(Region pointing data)
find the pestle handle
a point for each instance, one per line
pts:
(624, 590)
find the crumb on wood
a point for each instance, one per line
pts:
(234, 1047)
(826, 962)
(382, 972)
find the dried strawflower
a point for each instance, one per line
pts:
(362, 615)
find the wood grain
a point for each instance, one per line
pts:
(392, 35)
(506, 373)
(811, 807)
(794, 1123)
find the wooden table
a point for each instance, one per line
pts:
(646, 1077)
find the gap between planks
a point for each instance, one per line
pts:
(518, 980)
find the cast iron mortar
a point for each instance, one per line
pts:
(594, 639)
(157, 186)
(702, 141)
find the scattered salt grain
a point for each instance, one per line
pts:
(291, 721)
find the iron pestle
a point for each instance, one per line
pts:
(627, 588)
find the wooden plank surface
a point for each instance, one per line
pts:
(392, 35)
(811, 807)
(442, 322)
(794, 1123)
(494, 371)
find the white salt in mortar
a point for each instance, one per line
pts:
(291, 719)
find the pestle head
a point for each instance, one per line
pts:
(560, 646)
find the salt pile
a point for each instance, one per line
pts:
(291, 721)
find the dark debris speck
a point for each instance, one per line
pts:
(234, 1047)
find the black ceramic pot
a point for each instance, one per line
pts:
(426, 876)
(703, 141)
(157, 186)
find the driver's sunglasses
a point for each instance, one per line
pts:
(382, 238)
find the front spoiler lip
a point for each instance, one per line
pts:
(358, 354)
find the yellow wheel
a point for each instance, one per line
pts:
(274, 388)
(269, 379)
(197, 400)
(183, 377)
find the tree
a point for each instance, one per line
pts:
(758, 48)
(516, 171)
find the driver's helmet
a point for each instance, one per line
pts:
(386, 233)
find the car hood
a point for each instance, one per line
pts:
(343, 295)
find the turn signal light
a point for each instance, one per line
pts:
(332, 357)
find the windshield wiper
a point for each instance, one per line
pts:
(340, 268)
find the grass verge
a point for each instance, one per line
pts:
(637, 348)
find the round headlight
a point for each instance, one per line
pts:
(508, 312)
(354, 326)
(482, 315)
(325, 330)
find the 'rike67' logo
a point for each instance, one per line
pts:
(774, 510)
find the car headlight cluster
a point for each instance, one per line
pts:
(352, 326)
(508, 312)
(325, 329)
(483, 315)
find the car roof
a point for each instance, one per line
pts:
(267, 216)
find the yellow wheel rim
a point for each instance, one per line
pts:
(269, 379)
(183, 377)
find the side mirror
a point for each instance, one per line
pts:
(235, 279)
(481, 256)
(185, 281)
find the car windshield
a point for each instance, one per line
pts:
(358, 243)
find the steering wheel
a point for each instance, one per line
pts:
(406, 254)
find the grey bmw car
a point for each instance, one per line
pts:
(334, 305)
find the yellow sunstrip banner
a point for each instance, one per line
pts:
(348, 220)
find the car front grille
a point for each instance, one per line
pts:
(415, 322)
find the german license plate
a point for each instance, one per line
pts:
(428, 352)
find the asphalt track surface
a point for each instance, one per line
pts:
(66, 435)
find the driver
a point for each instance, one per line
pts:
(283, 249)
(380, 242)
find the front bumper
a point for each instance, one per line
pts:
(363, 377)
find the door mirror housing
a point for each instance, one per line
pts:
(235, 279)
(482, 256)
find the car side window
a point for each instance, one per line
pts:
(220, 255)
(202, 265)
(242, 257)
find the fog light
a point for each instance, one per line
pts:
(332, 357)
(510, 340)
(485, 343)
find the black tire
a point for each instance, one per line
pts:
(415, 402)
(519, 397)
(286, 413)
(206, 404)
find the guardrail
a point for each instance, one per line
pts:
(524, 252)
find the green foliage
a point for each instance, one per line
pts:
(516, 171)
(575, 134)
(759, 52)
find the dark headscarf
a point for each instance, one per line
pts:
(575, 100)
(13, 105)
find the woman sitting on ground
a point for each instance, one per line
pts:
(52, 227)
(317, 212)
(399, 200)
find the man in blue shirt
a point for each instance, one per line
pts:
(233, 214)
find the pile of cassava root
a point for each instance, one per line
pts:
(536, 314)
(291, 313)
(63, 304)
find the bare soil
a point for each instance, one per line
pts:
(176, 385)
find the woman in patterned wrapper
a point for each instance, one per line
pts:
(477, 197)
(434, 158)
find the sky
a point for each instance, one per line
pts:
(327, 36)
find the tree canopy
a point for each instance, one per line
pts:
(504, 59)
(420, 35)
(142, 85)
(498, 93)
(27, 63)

● **TASK DIRECTIONS**:
Reproduce each line of the records in which the word "side" appears.

● **WRITTEN SOLUTION**:
find the side mirror
find the car side window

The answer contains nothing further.